**Some records**
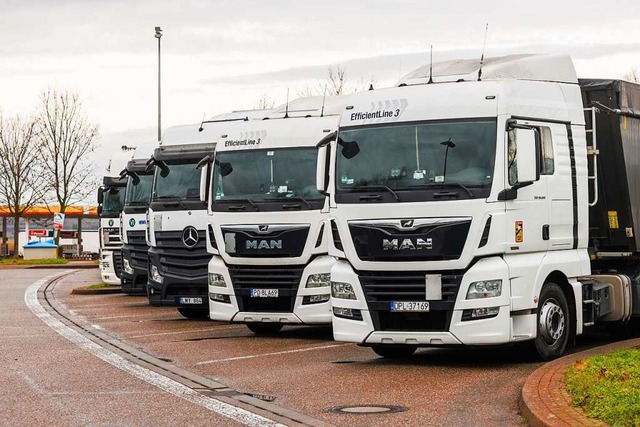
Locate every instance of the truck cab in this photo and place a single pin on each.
(134, 220)
(177, 218)
(110, 204)
(267, 223)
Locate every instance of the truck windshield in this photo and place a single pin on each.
(113, 200)
(139, 190)
(456, 155)
(264, 175)
(176, 180)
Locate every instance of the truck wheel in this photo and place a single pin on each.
(193, 313)
(264, 328)
(394, 351)
(554, 329)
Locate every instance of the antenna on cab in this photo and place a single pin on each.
(486, 30)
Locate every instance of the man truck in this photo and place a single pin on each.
(484, 204)
(134, 220)
(177, 219)
(267, 230)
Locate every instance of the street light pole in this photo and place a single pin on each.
(158, 36)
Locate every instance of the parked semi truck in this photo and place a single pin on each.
(134, 220)
(177, 219)
(110, 203)
(270, 265)
(483, 205)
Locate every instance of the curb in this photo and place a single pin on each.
(544, 399)
(85, 290)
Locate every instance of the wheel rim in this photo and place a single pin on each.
(552, 321)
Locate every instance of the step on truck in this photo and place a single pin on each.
(110, 203)
(267, 230)
(177, 218)
(139, 178)
(484, 205)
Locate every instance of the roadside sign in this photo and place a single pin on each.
(58, 221)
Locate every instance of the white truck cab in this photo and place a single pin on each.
(267, 226)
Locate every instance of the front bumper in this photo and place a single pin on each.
(302, 312)
(441, 326)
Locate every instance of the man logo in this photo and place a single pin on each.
(406, 223)
(190, 237)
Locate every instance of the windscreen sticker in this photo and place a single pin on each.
(388, 110)
(519, 232)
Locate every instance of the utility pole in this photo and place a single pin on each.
(158, 36)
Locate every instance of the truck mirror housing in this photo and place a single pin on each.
(321, 170)
(527, 155)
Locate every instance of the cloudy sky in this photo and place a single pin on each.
(220, 55)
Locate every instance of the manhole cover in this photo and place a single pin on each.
(366, 409)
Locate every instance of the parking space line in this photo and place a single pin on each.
(164, 383)
(253, 356)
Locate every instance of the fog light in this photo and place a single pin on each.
(219, 297)
(319, 280)
(342, 290)
(480, 313)
(314, 299)
(155, 274)
(485, 289)
(126, 266)
(347, 313)
(217, 280)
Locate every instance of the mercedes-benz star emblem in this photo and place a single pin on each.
(190, 237)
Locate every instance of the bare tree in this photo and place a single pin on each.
(66, 139)
(265, 102)
(632, 75)
(21, 178)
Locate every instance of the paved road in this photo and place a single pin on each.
(301, 368)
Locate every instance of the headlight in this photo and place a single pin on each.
(342, 290)
(319, 280)
(485, 289)
(155, 274)
(217, 280)
(126, 266)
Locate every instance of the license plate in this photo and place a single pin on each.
(264, 293)
(184, 300)
(409, 305)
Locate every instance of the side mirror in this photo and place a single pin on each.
(204, 179)
(527, 155)
(100, 195)
(321, 170)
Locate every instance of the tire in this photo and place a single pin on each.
(394, 351)
(264, 328)
(554, 324)
(194, 313)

**Short exercise**
Transcribe each entry above exactly, apart from the pictures.

**Correct answer**
Locate every instance of the truck cab in this photo and place a single pin on each.
(134, 220)
(177, 218)
(110, 204)
(267, 223)
Locate every instance of the truck windshield in this photo and place a single pin on each.
(113, 200)
(139, 190)
(456, 155)
(264, 175)
(176, 180)
Locate every instance of the truck wheel in this photo and place a single pin on each.
(193, 313)
(264, 328)
(394, 351)
(554, 329)
Locate every instance of the antenna on cab in this photo and place a single pin on each.
(486, 30)
Locate every instance of the man truck in this photo and place a single pin on each.
(484, 204)
(134, 220)
(177, 219)
(267, 230)
Locate every instance of the street light pole in this photo and place a single pin on each.
(158, 36)
Locate every instance of the parked semi truck in this photo and place a single pin on each.
(134, 220)
(177, 219)
(110, 203)
(270, 265)
(483, 205)
Locate every instance of the curb in this photo and place a single pin on each.
(544, 399)
(85, 290)
Locate every instance of the wheel rim in this photo and place a single pin on each.
(552, 321)
Locate every instance of the step on truck in this photo and place a single pin on each.
(110, 203)
(267, 230)
(177, 218)
(139, 178)
(484, 205)
Locate every instance of the roadside sign in this photo and place a single pin on each.
(58, 221)
Locate every instance of the white truck cab in this photo and place a single pin on each.
(267, 226)
Locate every instance of the front bumper in this photo and place a single pin on each.
(302, 312)
(441, 326)
Locate every instance of the man logo in this photo and place a single pin on each.
(406, 223)
(190, 237)
Locate every instance of the windscreen sticker in this photo and place a single pin on each.
(388, 110)
(519, 232)
Locate every instance of the utility pole in this photo and place a single pin on each.
(158, 36)
Locate every instance of the truck mirror housing in this photo and place a single pin on each.
(321, 170)
(527, 155)
Locate every instance of the cloudy sky in this photo and place a single pin on each.
(220, 55)
Locate every instance of the manhole cover in this photo and place a single pin on each.
(366, 409)
Locate every instance of the parking space line in this photo and place a single pin on each.
(164, 383)
(253, 356)
Locate every instance of the fog light in this photo and place a single pin on each.
(219, 297)
(319, 280)
(342, 290)
(480, 313)
(314, 299)
(155, 274)
(485, 289)
(126, 266)
(347, 313)
(217, 280)
Locate every instance of the mercedes-benz star emblem in this photo and place a single pin on each.
(190, 237)
Locate every instance of the bare tree in this photo and place a single pin on each.
(66, 139)
(265, 102)
(632, 75)
(21, 178)
Locate every instance of the paved road in this photo and place a single pin on each.
(301, 368)
Locate every instance of the headlight in this photo and place a single pin on each.
(342, 290)
(319, 280)
(485, 289)
(155, 274)
(217, 280)
(126, 266)
Locate every instance of the license plate in this photo and place a single pin on each.
(264, 293)
(184, 300)
(409, 305)
Locate every instance of the side mirror in this photo and place a single pin on each.
(204, 179)
(527, 155)
(100, 195)
(321, 170)
Locate every instance of the tire in this photo and place a single pin on each.
(394, 351)
(264, 328)
(554, 324)
(194, 313)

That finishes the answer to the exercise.